- [Required task]:
Repeat every one of the records below word for word, changing nothing.

- [Collected data entries]:
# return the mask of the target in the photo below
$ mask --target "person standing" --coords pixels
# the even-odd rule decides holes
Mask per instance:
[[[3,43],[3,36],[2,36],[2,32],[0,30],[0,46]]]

- [Exercise solution]:
# return the mask of the target in the photo below
$ mask --target "person standing" --coords pixels
# the even-odd rule decides holes
Mask per instance:
[[[3,43],[3,36],[2,36],[2,32],[0,30],[0,46]]]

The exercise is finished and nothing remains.